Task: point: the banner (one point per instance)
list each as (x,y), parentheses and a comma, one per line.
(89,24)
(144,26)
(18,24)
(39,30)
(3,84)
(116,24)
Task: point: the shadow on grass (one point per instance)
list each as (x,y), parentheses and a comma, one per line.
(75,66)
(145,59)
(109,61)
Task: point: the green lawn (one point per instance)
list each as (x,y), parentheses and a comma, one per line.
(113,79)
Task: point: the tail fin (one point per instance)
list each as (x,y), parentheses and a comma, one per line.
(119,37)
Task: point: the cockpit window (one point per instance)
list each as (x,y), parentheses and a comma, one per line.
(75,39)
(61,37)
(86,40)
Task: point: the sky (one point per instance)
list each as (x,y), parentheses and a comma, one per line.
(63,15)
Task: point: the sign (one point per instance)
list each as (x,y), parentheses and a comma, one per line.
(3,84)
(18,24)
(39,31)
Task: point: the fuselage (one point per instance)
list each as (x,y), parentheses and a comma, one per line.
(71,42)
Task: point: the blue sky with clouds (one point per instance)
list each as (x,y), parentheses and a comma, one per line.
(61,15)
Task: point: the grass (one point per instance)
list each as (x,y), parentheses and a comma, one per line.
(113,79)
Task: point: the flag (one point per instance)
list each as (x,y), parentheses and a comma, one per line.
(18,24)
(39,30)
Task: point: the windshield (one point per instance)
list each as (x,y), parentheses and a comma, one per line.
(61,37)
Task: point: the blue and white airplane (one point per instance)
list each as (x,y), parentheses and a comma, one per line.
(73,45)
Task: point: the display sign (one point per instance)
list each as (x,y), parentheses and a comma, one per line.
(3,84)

################

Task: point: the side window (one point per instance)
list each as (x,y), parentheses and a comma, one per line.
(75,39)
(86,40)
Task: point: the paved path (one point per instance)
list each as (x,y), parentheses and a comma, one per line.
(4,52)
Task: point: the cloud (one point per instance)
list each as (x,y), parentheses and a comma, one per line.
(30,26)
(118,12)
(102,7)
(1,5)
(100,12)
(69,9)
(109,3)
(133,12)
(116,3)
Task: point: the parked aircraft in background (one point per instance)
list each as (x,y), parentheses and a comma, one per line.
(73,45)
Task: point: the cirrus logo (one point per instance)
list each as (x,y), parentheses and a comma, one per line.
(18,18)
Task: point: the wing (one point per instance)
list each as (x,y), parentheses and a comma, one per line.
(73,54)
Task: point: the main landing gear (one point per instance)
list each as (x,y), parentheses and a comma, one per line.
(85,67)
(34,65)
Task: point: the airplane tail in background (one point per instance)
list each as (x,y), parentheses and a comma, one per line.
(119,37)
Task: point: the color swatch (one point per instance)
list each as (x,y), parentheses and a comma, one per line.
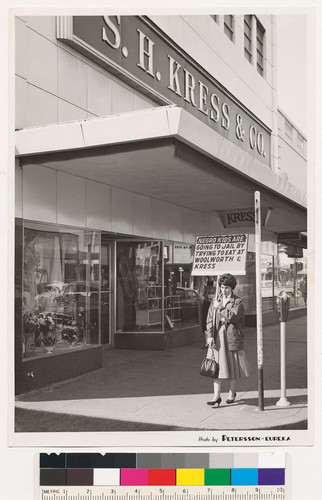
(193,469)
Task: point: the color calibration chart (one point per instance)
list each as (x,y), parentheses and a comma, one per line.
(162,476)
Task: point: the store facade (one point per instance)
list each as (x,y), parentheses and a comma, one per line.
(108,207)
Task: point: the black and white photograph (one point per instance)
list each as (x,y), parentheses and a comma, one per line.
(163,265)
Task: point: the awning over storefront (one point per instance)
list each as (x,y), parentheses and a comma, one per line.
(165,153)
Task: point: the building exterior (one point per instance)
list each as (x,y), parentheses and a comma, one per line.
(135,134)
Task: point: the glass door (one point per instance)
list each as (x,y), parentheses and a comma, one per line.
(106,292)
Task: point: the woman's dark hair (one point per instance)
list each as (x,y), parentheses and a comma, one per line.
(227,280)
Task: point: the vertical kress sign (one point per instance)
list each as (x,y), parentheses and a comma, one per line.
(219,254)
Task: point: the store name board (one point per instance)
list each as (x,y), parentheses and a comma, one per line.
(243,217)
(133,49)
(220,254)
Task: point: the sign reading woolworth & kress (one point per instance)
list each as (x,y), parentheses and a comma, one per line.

################

> Exercise aim:
Copy out each line in the records above that contains the string "blue".

> Reply to the exercise:
Task: point: the blue sky with clouds (one point per instance)
Task: point: the blue and white airplane (one point per instance)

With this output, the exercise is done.